Lines of data:
%%
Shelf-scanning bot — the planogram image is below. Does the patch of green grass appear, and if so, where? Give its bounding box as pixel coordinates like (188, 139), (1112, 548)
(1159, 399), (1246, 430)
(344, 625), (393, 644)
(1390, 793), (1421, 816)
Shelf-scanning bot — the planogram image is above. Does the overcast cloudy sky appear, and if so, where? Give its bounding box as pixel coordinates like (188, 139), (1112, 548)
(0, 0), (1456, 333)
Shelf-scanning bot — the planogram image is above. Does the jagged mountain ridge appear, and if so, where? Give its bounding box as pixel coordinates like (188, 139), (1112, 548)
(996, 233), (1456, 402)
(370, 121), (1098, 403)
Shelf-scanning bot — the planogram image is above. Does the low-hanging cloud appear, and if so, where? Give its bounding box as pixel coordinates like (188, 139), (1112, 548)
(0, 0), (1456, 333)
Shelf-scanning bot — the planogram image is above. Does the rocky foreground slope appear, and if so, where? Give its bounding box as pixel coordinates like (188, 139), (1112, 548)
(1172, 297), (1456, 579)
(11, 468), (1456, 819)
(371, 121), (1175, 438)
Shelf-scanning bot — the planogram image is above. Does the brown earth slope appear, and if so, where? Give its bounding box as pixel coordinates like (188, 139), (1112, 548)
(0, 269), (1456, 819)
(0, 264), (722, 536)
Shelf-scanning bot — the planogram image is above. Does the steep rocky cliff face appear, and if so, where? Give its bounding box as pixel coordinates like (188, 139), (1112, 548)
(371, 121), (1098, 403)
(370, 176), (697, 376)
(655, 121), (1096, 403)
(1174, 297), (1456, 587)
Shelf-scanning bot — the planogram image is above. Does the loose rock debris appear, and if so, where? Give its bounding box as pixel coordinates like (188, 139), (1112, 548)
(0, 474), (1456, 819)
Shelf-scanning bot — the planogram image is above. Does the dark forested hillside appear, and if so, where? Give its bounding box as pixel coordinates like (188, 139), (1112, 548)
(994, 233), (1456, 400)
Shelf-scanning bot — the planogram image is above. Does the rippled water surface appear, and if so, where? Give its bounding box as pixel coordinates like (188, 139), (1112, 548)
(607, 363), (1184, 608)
%%
Work to be completed >> Copy out the full set of records precisely, leaving nothing out.

Full solution >>
Shelf-scanning bot — the planogram image is below. Does the patch of green grass appear, and if so, where? Give its bounding box as pixel coordinates like (188, 139), (1112, 548)
(1159, 399), (1246, 430)
(344, 625), (393, 644)
(1390, 793), (1421, 816)
Shelf-scanning bot — the planogram image is above. Does the overcast cloudy sky appear, and if so, where? Give its bounding box as pixel coordinates like (188, 139), (1112, 548)
(0, 0), (1456, 333)
Shelf-scanning bot — the planogram image is above. Does the jagged mountain ridge appear, and if so, where? Give its bounding box as pixel coordinates like (188, 139), (1112, 548)
(996, 233), (1456, 402)
(370, 121), (1098, 403)
Shelf-scanning bot — the planogram image is above. Does the low-hanging cloud appear, and if so, where? Give its bounding box as pixel coordinates like (188, 139), (1112, 548)
(0, 0), (1456, 333)
Shelf-scanning bot — the planogram image is above. Does the rocky foreground slope appear, and if so, where? Give its bounding box as pixel coordinates like (188, 139), (1112, 548)
(1172, 297), (1456, 579)
(11, 468), (1456, 819)
(371, 121), (1175, 438)
Shelf-scanning bot — the planogram image is above. Does the brown earth slope appear, and if so, where? Give its bounding box as pixel coordinates like (188, 139), (1112, 548)
(0, 269), (1456, 819)
(0, 264), (722, 536)
Shelf-scanning bot — the planogram image is above. Does the steep rocky cliff face appear, and if so, where? Give its bounding box as pixel coordinates like (188, 139), (1112, 548)
(371, 121), (1098, 403)
(370, 176), (697, 376)
(655, 121), (1096, 403)
(1174, 297), (1456, 587)
Shelf-scanning bot — the planogram image is above. Does the loose rock debris appear, and if so, where? Give its bounding box as pixel coordinates like (188, 139), (1112, 548)
(0, 474), (1456, 819)
Shelf-scanning bot — the planogram image is above. Does the dark forested hillside appear, and if so, where? Give its bounding box as pixel coordinates like (188, 139), (1112, 548)
(994, 233), (1456, 400)
Shelf-scanning bot — the planogram image is above. Does the rippled water surface appear, and if so, where? Give its bounding box as pixel coordinates like (188, 139), (1112, 548)
(607, 363), (1184, 608)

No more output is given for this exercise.